Task prompt:
Please rewrite every row from the one containing "handle and give integer pixel coordinates." up to and including the final row, keeping the requests as they are. Offset each x and y pixel coordinate in the answers by adding 103.

>> Begin Material

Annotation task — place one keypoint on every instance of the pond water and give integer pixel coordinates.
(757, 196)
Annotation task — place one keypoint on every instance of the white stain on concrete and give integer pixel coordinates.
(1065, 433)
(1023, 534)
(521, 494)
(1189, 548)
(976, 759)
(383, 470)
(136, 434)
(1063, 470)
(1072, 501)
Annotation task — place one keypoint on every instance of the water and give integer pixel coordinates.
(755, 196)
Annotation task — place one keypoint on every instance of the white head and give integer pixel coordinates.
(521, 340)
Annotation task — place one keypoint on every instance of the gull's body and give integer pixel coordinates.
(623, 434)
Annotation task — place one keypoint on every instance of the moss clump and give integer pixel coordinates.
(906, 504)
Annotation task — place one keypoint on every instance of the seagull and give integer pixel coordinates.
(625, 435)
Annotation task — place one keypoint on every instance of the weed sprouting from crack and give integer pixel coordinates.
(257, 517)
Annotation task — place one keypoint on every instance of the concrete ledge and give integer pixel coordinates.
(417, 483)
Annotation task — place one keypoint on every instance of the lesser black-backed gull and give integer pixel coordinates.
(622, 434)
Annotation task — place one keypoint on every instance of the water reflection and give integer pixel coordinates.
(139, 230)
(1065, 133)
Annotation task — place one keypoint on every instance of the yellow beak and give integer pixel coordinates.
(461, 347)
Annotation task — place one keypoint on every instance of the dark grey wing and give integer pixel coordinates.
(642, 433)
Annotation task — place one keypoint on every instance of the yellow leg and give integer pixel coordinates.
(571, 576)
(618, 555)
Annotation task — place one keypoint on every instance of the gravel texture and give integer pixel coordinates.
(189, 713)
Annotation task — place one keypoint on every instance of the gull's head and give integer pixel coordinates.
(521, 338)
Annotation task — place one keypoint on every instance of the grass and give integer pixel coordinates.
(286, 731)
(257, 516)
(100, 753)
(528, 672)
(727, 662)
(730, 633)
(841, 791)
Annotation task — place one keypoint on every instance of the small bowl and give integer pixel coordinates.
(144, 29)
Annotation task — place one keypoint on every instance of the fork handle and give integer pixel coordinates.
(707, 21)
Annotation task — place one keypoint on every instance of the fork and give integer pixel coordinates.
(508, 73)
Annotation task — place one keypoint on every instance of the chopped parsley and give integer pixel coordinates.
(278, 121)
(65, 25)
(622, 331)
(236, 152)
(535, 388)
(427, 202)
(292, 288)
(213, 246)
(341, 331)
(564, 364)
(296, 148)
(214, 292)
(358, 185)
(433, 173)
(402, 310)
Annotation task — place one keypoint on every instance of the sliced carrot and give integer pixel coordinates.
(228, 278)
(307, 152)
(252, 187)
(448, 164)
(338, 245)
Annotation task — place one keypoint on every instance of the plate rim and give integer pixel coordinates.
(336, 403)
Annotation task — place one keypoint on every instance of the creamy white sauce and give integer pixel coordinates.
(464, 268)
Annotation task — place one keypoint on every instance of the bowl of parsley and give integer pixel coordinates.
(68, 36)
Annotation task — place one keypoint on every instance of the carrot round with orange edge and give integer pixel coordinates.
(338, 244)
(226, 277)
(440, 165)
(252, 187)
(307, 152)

>> End Material

Response to this exercise:
Annotation task — place one keypoint on every instance of the fork handle and give integer pixel coordinates.
(810, 124)
Annotation task — place one keypoint on every instance of the fork and give integer pixel coordinates.
(611, 176)
Annotation task — place one keypoint on every instance of the chopped parsley and give integer pixel coordinates.
(381, 224)
(168, 128)
(725, 434)
(339, 255)
(638, 491)
(530, 305)
(395, 391)
(316, 349)
(444, 434)
(667, 467)
(399, 251)
(317, 395)
(461, 288)
(536, 276)
(505, 413)
Annotation task — place one keypoint on every instance of the sliced carrot and give integer pixel coordinates.
(331, 381)
(410, 255)
(355, 290)
(551, 267)
(441, 348)
Annotation task — place one keypoint on every instance of the plate rim and give integer pixel coordinates.
(439, 506)
Annotation task — place one keypoint on every instance of the creamy white sauce and give integer pixel coordinates.
(567, 371)
Annotation task — place one keypoint on every instance of the bowl of parsley and give integer pixel coordinates.
(171, 139)
Annotation task — place one keypoint on every instance of the carrot round with orange edge and give integer pixel coordinates.
(441, 347)
(329, 380)
(543, 268)
(355, 290)
(410, 255)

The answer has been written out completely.